• _Objective_:
Copy out every one of the entries below line for line, with no changes, and leave the pictures out of your copy.

• _Input_:
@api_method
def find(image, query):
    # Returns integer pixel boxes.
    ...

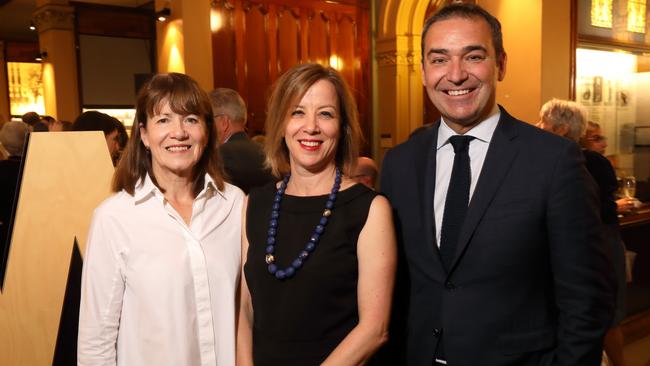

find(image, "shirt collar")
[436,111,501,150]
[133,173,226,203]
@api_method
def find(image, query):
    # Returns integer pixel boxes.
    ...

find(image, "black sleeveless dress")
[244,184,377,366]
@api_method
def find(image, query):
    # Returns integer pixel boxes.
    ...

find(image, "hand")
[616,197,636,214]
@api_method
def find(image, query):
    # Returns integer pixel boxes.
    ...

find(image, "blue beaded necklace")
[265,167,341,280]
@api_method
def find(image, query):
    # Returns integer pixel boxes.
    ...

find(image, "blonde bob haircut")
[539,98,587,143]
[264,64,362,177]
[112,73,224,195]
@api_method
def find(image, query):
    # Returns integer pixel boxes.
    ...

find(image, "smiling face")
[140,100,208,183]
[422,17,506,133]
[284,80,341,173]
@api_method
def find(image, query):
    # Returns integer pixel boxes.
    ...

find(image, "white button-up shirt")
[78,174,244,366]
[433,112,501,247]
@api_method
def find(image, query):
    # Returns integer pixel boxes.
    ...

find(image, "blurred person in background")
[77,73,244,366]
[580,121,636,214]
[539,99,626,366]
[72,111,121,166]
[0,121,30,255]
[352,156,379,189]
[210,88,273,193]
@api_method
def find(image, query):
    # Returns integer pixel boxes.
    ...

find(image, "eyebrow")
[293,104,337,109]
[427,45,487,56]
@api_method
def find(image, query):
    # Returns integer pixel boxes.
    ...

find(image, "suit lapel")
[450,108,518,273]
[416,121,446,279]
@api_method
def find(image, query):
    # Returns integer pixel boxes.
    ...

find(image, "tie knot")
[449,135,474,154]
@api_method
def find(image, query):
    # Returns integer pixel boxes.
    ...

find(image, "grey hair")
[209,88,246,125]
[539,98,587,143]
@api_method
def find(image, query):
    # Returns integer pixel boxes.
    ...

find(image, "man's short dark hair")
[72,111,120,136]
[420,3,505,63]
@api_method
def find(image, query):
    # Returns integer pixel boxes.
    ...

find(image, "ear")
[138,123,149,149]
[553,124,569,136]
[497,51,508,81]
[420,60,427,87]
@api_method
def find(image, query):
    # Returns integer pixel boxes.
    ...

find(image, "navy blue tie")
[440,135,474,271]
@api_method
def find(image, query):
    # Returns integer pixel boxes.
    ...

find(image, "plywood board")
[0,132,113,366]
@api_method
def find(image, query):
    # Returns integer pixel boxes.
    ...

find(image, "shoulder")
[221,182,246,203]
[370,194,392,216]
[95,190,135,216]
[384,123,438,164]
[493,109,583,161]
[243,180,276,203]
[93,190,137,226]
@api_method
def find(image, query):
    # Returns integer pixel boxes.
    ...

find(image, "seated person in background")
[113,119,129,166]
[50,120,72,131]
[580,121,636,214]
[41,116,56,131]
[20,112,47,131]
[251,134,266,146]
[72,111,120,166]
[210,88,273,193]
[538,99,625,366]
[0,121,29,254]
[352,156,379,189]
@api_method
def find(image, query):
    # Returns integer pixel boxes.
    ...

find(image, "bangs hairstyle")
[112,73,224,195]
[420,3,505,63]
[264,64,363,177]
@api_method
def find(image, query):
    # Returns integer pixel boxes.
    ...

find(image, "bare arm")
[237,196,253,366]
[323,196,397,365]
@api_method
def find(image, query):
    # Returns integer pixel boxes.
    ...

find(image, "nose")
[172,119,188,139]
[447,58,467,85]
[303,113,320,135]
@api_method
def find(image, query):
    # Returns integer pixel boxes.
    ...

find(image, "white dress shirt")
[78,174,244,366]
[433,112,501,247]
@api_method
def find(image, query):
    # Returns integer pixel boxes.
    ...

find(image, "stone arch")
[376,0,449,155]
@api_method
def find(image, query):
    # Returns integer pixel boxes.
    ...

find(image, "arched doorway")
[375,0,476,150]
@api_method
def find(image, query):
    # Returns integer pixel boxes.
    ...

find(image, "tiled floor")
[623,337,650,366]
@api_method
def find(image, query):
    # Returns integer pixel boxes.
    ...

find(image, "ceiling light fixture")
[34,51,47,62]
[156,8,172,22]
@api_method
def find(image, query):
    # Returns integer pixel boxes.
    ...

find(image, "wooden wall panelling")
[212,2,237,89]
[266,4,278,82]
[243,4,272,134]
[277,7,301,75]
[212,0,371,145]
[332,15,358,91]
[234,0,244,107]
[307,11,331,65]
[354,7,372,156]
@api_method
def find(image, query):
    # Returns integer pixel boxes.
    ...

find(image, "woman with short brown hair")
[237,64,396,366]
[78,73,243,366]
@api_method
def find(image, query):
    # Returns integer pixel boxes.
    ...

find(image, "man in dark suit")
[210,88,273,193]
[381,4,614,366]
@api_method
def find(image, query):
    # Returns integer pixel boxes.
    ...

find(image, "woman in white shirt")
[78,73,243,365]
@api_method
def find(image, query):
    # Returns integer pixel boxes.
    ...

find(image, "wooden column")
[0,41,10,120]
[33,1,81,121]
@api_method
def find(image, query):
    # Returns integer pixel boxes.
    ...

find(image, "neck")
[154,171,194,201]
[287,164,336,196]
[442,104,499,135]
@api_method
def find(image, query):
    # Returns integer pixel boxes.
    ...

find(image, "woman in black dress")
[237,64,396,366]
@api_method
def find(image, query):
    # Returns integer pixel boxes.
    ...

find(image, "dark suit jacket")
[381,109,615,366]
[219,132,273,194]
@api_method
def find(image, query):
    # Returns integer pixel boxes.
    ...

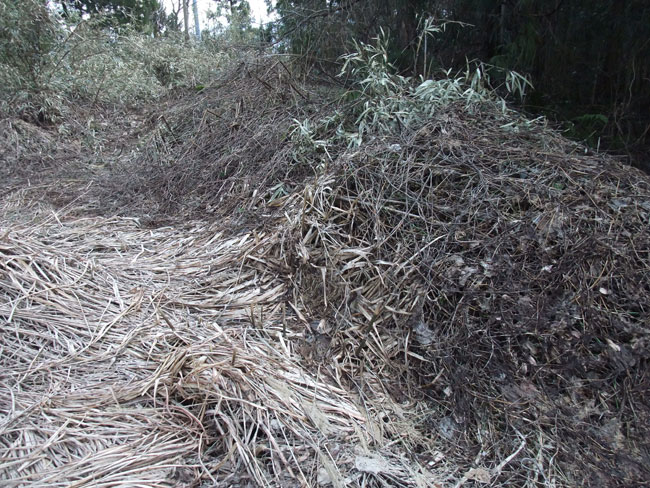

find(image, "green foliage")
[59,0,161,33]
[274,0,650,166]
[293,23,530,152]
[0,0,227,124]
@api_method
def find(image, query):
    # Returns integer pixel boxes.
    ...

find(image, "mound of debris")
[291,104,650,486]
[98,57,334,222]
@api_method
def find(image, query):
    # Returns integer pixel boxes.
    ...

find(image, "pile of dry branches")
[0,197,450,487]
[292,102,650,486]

• _Exercise result_:
@api_method
def find(image, query):
    # Returns integer pixel boxes.
    ...


find(image, "shirt collar")
[436,111,501,150]
[133,173,226,203]
@api_method
def find(image, query):
    # Returns integer pixel boxes.
    ...

find(image, "black sleeveless dress")
[244,184,377,366]
@api_method
def find(image, query):
    # Returns integer pixel boxes.
    ...

find(image, "hand")
[616,197,636,214]
@api_method
def find(image, query):
    # Returns integer pixel boxes.
    ...

find(image, "blue beaded necklace")
[265,167,341,280]
@api_method
def find(image, query):
    # Returns integer pixel boxes.
    ...

find(image, "blonde bob haircut")
[539,98,587,143]
[264,64,362,177]
[112,73,224,195]
@api_method
def find(image, query):
    # Returns integer pixel boxes.
    ...

find(image, "smiling face")
[140,100,208,183]
[422,17,506,133]
[284,80,341,173]
@api_method
def find(image, query):
    # Returns integer pixel boxes.
    ...

find(image, "white button-up shirt")
[78,174,244,366]
[433,112,501,247]
@api_method
def find(image, query):
    # Returns integer pixel boxes.
    ...

find(image, "blurred person in background")
[77,73,244,366]
[580,121,636,214]
[539,99,626,366]
[72,111,121,166]
[0,121,30,255]
[352,156,379,189]
[210,88,273,193]
@api_method
def find(image, query):
    # Returns integer pixel boxes.
    ...

find(image, "eyebrow")
[293,104,337,109]
[427,45,487,56]
@api_method
def find(image, query):
    # Returns integer pixel boxes.
    ...

find(image, "suit lapel")
[450,108,518,273]
[416,121,446,279]
@api_method
def find(image, query):
    # Returns integer pixel boxes.
    ...

find(image, "tie knot")
[449,135,474,154]
@api_method
def find(image, query):
    # Returns integer pixel boxes.
    ...

find(image, "grey hair")
[209,88,246,125]
[539,98,587,143]
@api_method
def find(image, query):
    # Returns integer pixel boxes.
    ...

find(image, "man's short dark hair")
[72,111,120,136]
[420,3,505,63]
@api_method
def find(image, query):
    # Returns integer pixel boxes.
    ...

find(image, "ear")
[138,123,149,149]
[553,124,569,136]
[497,51,508,81]
[420,60,427,87]
@api_method
def find(image, query):
    # Returns integer pixel boxes.
    ...

find(image, "navy blue tie")
[440,135,474,271]
@api_method
def find(image, query):
    # Returns integer pixel boxes.
    ...

find(image, "plywood board")
[0,132,113,366]
@api_method
def find(image, query):
    # Returns integer pixel boxes.
    ...

find(image, "shoulder")
[221,182,246,203]
[370,194,392,216]
[95,190,135,216]
[384,123,438,164]
[493,109,583,161]
[243,180,276,203]
[93,190,137,226]
@api_method
def find(image, query):
    # Returns integer pixel boxes.
    ...

find(image, "seated person in background")
[113,119,129,166]
[50,120,72,131]
[580,121,636,214]
[41,116,56,131]
[20,112,47,131]
[251,134,266,146]
[72,111,120,166]
[210,88,273,193]
[538,99,625,366]
[0,121,29,254]
[352,156,379,189]
@api_method
def find(image, query):
    # Returns integer pixel boxes.
    ...

find(image, "bangs hairstyle")
[112,73,224,195]
[420,3,505,63]
[264,64,363,177]
@api_method
def find(image, query):
    # Returns integer pixel boxes.
    ...

find(image, "bare arm")
[237,196,253,366]
[323,196,397,365]
@api_method
def find(image, query):
    # Returns integer pixel boxes.
    ...

find(image, "nose")
[172,119,188,139]
[447,58,467,85]
[303,113,320,135]
@api_method
def find(image, query):
    # Returns integer pixel boxes.
    ...

find(image, "white dress shirt")
[78,174,244,366]
[433,112,501,247]
@api_method
def find(image, query):
    # Returns integer pixel boxes.
    ...

find(image, "stone arch")
[376,0,449,155]
@api_method
def find(image, query):
    # Returns integer pixel boxes.
    ...

find(image, "arched doorway")
[375,0,476,150]
@api_method
def find(image, query):
    # Returns integer pixel boxes.
    ...

find(image, "tiled floor")
[623,337,650,366]
@api_method
def find(image, query):
    # Returns integer pixel boxes.
    ...

find(image, "ceiling light fixture")
[34,51,47,62]
[156,8,172,22]
@api_method
def find(image, query):
    # Returns integer pixel boxes.
    ...

find(image, "wooden wall panelling")
[212,2,237,89]
[266,4,278,82]
[243,4,272,134]
[277,7,301,75]
[212,0,371,145]
[332,15,358,91]
[234,0,244,107]
[307,11,331,65]
[354,7,372,156]
@api_method
def find(image, query):
    # Returns integer pixel boxes.
    ...

find(image, "woman with short brown hair")
[237,64,396,366]
[78,73,243,366]
@api_method
def find(image, query):
    # Returns integer pixel boxes.
    ...

find(image, "man in dark suit")
[210,88,273,193]
[381,4,614,366]
@api_method
def find(image, query):
    # Returns integer pixel boxes.
    ...

find(image, "woman in white shirt")
[78,73,243,365]
@api_method
def find(image, query):
    # Returns integer pixel boxes.
    ...

find(image, "wooden column")
[0,41,10,120]
[33,1,81,121]
@api_method
def find(image, query):
    # Returns integer pixel boxes.
    ...

find(image, "neck")
[154,171,194,201]
[287,164,336,196]
[442,104,499,135]
@api_method
def find(image, query):
    # Returns integer pixel boxes.
    ...

find(image, "woman in black dress")
[237,64,396,366]
@api_method
def find(image, query):
    # Returns integer pixel boxes.
    ...

find(image, "dark suit jacket")
[381,109,615,366]
[219,132,273,194]
@api_method
def find(image, query):
    # Returns integer pixel boxes.
    ...


find(image, "green foliage")
[59,0,161,33]
[274,0,650,166]
[293,23,530,152]
[0,0,227,124]
@api_method
def find(image, query):
    # Returns integer pixel boxes.
    ...

find(image, "mound of debris")
[291,104,650,486]
[98,57,334,222]
@api_method
def find(image, query):
    # Returns integer pixel boxes.
    ...

find(image, "pile of dry branches")
[0,197,450,487]
[292,102,650,486]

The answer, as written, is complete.